• _What to work on_
Gather and copy out every line of the data below that contains the string "light". Letter case counts, so match it exactly.

(Location identification entries)
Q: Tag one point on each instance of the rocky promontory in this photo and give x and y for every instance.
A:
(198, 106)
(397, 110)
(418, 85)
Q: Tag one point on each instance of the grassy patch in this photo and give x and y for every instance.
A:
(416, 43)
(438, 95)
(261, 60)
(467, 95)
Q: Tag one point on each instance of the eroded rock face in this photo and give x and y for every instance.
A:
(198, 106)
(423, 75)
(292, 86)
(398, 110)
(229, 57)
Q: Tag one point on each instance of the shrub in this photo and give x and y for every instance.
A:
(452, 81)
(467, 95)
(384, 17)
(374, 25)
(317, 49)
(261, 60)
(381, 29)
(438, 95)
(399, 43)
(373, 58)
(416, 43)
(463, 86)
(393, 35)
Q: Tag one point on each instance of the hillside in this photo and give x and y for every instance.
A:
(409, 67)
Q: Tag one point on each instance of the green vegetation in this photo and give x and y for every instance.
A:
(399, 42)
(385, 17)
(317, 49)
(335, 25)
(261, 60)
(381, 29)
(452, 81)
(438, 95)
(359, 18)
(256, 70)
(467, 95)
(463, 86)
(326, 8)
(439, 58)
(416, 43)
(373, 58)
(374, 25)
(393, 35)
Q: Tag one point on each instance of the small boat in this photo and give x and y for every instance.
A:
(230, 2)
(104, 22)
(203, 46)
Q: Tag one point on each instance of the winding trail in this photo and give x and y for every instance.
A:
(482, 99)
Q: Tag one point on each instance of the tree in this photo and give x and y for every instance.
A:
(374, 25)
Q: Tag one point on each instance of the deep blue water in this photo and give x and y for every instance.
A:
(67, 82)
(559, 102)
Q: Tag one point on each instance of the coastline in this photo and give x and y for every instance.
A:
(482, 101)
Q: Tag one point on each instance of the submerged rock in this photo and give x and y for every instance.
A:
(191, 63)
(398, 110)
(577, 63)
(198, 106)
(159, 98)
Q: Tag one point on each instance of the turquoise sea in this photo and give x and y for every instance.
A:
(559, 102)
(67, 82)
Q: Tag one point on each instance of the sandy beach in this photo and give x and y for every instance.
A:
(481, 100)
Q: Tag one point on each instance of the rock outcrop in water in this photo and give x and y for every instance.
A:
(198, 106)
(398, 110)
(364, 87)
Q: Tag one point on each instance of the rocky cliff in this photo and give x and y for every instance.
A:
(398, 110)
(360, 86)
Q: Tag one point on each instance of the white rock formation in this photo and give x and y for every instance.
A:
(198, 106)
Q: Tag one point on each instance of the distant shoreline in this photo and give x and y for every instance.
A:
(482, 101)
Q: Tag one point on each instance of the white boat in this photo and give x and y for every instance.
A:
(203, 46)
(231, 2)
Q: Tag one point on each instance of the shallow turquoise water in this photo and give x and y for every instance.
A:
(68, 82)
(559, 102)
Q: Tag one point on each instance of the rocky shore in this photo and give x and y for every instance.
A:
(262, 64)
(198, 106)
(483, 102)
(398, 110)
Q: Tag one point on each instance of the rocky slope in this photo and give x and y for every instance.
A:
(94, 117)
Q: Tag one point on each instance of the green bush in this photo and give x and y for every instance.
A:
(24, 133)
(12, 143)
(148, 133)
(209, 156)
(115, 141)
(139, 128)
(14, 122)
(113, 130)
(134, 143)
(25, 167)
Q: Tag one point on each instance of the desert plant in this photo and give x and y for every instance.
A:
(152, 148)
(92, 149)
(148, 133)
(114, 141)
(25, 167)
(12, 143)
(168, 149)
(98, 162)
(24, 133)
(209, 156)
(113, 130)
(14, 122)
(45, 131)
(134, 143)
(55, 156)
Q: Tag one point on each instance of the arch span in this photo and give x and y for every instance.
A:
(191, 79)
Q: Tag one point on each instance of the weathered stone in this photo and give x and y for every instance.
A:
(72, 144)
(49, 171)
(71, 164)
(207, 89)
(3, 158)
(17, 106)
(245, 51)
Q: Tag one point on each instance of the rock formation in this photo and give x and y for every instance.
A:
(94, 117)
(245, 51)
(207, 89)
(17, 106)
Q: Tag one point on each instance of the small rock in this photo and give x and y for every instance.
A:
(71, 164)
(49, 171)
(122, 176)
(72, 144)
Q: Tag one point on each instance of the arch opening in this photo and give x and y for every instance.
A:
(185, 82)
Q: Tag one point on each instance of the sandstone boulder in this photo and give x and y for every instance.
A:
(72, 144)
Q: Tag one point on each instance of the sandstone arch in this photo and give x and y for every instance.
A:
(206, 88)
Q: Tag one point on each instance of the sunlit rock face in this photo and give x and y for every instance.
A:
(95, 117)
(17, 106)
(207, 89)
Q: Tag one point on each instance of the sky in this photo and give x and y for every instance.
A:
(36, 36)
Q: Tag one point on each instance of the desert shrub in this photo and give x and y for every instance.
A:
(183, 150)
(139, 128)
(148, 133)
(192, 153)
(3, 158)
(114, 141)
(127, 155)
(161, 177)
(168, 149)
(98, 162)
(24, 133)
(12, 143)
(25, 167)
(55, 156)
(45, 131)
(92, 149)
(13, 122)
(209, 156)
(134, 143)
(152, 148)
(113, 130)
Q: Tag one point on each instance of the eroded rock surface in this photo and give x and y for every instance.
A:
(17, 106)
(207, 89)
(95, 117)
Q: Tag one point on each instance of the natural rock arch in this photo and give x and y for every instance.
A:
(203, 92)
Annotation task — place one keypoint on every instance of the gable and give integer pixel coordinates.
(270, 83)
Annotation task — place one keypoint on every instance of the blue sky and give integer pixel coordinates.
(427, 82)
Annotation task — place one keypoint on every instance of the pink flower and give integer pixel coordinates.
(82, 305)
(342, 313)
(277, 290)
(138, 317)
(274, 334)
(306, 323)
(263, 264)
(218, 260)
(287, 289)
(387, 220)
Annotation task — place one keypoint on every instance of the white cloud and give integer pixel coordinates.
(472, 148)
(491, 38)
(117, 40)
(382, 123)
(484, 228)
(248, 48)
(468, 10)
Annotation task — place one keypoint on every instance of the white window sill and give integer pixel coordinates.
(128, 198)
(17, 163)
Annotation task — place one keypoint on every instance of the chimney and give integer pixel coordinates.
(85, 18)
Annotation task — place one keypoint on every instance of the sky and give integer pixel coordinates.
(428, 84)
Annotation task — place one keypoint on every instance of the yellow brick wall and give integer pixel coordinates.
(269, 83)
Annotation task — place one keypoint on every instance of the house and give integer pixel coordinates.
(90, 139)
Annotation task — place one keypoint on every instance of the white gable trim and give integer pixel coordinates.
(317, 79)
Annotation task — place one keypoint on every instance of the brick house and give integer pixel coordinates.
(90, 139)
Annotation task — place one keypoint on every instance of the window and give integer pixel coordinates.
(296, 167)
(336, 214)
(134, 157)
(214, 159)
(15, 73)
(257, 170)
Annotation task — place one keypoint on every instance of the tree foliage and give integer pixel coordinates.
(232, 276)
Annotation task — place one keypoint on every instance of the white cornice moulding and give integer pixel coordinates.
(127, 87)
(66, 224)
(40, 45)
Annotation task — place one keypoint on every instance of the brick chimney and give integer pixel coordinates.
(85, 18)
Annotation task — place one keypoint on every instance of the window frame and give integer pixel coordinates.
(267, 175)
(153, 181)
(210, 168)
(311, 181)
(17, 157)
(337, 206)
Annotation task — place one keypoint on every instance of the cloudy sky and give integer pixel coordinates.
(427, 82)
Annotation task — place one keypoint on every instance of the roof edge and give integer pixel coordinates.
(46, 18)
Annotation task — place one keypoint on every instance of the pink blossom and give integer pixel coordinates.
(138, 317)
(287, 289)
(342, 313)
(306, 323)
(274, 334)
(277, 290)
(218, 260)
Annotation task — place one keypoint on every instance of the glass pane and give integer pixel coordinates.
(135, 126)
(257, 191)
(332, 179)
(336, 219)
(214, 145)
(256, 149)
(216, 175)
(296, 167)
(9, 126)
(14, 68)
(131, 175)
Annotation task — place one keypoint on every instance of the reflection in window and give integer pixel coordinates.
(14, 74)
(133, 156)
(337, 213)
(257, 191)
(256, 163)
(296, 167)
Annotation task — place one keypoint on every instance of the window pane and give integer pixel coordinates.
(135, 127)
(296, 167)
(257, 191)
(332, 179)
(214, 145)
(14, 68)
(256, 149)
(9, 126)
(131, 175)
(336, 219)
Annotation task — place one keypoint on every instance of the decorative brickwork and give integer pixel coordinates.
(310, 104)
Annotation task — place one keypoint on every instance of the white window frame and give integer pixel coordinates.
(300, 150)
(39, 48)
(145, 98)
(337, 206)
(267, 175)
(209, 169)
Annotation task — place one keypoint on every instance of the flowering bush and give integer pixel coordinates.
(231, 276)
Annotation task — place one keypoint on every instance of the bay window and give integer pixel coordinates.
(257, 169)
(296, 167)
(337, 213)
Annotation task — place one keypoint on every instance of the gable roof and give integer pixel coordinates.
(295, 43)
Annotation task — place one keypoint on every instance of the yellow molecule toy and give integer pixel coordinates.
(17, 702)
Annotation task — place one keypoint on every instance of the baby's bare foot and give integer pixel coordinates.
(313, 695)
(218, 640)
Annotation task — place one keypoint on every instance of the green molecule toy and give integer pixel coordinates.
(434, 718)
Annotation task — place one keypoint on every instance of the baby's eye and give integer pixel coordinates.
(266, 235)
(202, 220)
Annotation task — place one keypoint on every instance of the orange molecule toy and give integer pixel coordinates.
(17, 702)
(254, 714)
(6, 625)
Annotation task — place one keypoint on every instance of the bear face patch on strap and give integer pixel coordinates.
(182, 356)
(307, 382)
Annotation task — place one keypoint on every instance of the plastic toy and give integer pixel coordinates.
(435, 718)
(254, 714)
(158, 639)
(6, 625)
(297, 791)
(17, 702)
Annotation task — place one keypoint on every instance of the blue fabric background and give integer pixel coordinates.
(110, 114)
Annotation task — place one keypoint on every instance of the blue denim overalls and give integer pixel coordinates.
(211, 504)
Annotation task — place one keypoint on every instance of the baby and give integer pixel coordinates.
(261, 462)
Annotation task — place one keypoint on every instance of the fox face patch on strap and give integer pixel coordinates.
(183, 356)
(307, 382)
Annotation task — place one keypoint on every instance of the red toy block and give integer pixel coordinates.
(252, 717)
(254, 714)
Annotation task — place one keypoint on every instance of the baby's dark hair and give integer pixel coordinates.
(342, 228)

* * *

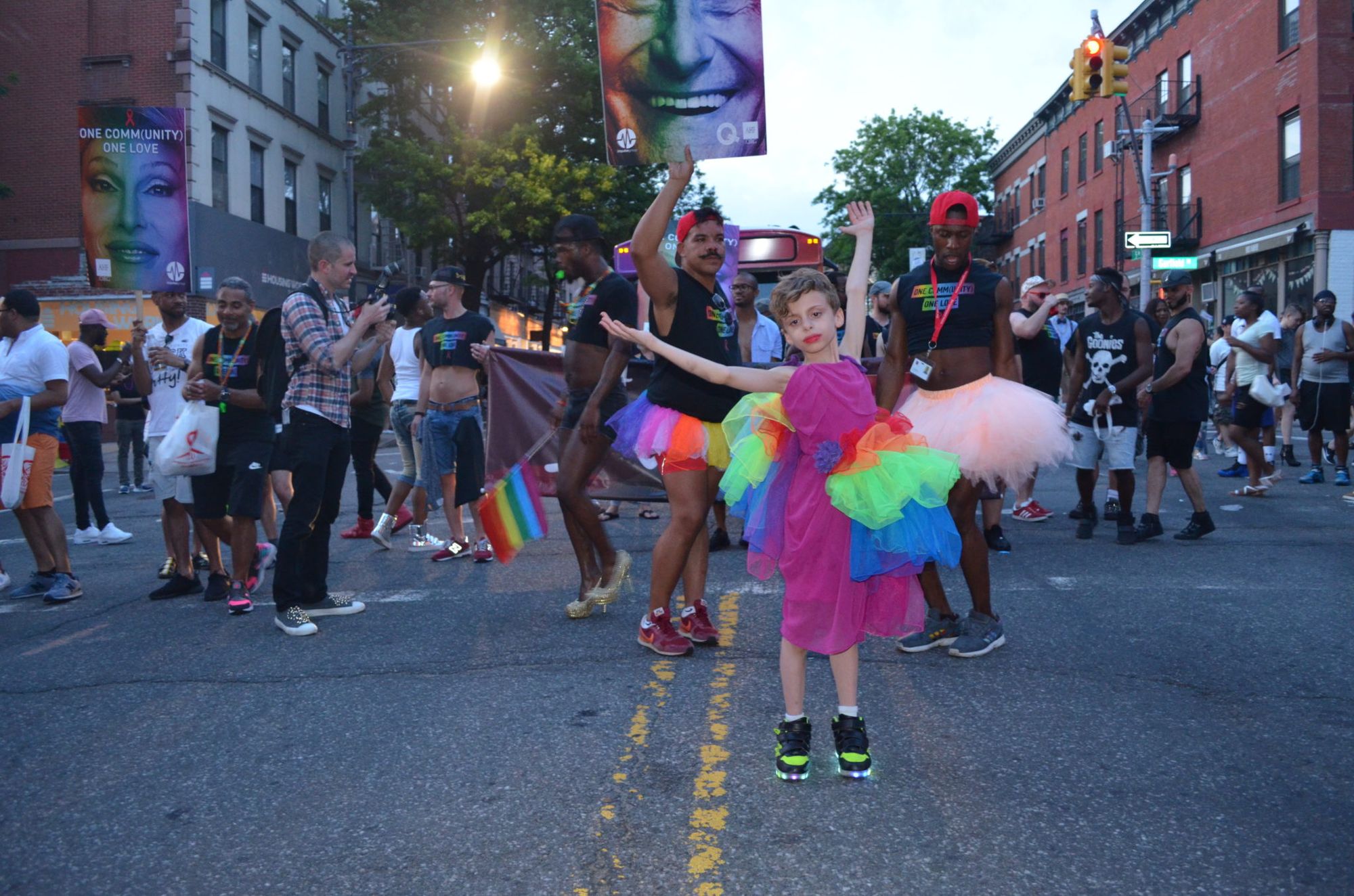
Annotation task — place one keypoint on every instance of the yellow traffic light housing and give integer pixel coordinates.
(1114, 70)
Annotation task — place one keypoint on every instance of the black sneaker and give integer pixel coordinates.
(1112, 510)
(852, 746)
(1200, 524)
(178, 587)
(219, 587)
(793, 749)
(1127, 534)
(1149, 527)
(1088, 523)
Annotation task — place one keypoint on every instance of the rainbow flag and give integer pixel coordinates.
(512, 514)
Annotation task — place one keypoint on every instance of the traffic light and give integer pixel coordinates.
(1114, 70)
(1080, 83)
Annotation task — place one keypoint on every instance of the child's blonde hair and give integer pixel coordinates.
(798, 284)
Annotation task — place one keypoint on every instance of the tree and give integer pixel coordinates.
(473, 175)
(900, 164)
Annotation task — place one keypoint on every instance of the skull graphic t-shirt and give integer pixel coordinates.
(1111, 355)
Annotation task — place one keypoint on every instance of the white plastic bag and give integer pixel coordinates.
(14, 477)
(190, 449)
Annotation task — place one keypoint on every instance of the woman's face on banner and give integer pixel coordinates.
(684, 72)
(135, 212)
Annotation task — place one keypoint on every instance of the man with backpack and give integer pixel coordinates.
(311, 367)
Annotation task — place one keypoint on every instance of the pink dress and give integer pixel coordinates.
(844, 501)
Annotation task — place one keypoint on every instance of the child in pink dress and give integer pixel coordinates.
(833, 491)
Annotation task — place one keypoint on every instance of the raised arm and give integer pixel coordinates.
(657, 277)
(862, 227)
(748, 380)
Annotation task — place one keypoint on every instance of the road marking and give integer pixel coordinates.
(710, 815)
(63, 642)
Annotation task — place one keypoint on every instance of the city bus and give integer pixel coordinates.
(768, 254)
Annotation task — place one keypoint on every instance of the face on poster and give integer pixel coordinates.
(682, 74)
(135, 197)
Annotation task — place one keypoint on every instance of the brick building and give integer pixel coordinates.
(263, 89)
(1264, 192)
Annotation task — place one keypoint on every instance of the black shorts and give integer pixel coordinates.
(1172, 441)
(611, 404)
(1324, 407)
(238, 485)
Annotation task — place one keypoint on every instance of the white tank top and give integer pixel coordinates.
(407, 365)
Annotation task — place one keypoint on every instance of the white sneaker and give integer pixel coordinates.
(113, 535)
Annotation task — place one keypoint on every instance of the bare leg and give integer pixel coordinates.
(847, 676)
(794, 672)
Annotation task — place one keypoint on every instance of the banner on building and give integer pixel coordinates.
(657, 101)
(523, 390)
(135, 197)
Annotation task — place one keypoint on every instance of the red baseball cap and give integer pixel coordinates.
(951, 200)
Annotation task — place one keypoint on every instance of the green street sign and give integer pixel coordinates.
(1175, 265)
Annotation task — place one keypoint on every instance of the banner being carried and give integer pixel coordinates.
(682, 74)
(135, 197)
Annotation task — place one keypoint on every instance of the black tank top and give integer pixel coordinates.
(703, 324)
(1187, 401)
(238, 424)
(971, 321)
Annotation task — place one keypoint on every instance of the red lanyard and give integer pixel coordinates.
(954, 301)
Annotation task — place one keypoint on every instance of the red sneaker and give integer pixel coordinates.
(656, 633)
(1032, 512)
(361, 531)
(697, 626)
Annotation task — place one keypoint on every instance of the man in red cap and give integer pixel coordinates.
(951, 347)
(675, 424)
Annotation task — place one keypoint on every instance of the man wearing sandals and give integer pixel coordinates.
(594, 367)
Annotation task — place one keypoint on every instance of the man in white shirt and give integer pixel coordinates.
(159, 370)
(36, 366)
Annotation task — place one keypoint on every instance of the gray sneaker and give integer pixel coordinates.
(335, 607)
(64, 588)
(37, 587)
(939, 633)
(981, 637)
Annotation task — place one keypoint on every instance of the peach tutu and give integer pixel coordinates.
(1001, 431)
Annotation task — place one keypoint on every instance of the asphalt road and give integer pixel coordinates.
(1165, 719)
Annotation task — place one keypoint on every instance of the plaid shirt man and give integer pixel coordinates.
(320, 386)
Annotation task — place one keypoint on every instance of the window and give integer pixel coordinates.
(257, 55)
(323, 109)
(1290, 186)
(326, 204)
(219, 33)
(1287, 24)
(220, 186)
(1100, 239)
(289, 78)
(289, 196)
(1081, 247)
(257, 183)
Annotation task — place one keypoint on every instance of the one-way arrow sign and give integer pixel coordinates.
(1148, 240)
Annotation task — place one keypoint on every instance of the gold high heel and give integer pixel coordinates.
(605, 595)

• _Answer to the exercise_
Annotation task — place one keypoint on every instance of the yellow traffic light housing and give integer pixel coordinates.
Annotation task — place one keypoint on every instance of the traffic light and give integer pixel coordinates.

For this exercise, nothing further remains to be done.